■ TEXT BLOCK:

+++

I got it but haven't tried to install it yet. It "looks" correct.

They sent me the bleeder version which was a nice surprise. I'm "ass-u-me'ing" it is just a different version of what I have. Side by side comparison looks good.

I'm going to pull the mc off of the booster tomorrow and make sure things are the same. The fittings on the side looks right (smaller front).

Keep your fingers crossed for the rookie!

Rickster Sends...


----------



## Rukee (Feb 8, 2007)

TMP, you don't need a helpper to bleed the brakes. The master should have been bench bled before installing. When the time comes to bleed the rest, leave the cover off the master cylinder and open the bleeders one at a time starting with the furthest away from the master. Just let gravity bleed the system. That way your not pumping the pedal or creating any air bubbles in the lines. If you do need to pump the pedal, just pump it maybe an inch, then reliece back and forth till you get fluid out the bleeder, then let it gravity bleed till no air bubbles come out. I do brake work the time with no helper, and it's actually the best way to do it. :cheers


----------



## 68greengoat (Sep 15, 2005)

That goes against everything we've been taught. Just never heard of anyone "gravity bleeding". But hey, if it works..................


----------



## Koppster (Jul 27, 2008)

...or use a Mity Vac pump.


----------



## Rukee (Feb 8, 2007)

If the brake line was clear and you could see the fluid inside, you could see sometimes when you pump up the pedal, you could be taking one big air bubble inside the line and breaking it up into hundreds of little bubbles, making bleeding even more difficult. When you gravity bleed, all those air bubbles stay intact on their way to the bleeder. Gravity bleeding doesn't work 100% of the time, but it does work for the most of the cars.

+++

■ REQUIREMENTS:
A: In the brake-bleeding thread, rewrite the paragraph beginning "TMP, you don't need" as a short bulleted list that keeps its main facts.
B: Answer these questions from the brake-bleeding thread, marking your answers the same way:
(i) Which version was the first poster sent?
(ii) Which bleeder should be opened first?
(iii) What tool does Koppster suggest?
C: Transcribe the part of the brake-bleeding thread starting with "TMP, you don't" and going on through "(Sep 15, 2005)".

+++

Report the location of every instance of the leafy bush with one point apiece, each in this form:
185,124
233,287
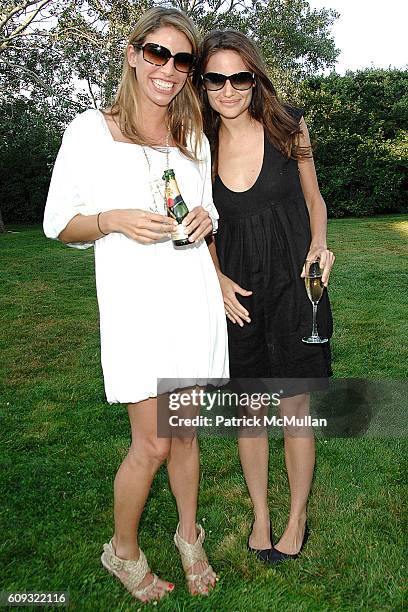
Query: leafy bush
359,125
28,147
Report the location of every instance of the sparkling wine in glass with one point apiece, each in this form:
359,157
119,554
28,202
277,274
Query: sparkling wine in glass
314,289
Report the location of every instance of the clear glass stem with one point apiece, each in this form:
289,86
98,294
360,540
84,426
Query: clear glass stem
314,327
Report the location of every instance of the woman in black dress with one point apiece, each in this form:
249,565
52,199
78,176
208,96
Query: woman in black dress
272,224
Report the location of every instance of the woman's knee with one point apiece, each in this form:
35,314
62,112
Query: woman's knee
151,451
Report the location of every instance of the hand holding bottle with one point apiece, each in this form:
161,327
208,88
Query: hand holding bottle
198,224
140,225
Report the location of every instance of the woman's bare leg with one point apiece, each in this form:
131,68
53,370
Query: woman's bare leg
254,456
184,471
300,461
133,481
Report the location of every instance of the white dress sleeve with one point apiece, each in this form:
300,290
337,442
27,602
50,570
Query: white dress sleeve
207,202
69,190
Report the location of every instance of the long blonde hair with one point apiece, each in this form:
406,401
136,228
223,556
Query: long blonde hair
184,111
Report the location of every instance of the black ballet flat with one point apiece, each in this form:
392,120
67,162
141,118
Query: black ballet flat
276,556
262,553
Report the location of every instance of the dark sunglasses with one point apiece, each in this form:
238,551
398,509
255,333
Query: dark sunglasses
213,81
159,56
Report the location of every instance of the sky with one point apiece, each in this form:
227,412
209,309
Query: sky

+++

■ RESULTS FOR EACH TASK:
A:
- No helper is needed to bleed the brakes.
- The master cylinder should be bench bled before it is installed.
- To bleed the rest, leave the master cylinder cover off and open the bleeders one at a time, starting with the one farthest from the master.
- Let gravity bleed the system. That way the pedal isn't pumped and no air bubbles form in the lines.
- If the pedal must be pumped, pump it about an inch, releasing back and forth until fluid comes out the bleeder. Then let it gravity bleed until no air bubbles come out.
- The writer always does brake work without a helper and considers this the best way.

B:
(i) The bleeder version.
(ii) The one farthest from the master cylinder.
(iii) A Mity Vac pump.

C:
TMP, you don't need a helpper to bleed the brakes. The master should have been bench bled before installing. When the time comes to bleed the rest, leave the cover off the master cylinder and open the bleeders one at a time starting with the furthest away from the master. Just let gravity bleed the system. That way your not pumping the pedal or creating any air bubbles in the lines. If you do need to pump the pedal, just pump it maybe an inch, then reliece back and forth till you get fluid out the bleeder, then let it gravity bleed till no air bubbles come out. I do brake work the time with no helper, and it's actually the best way to do it. :cheers


----------



## 68greengoat (Sep 15, 2005)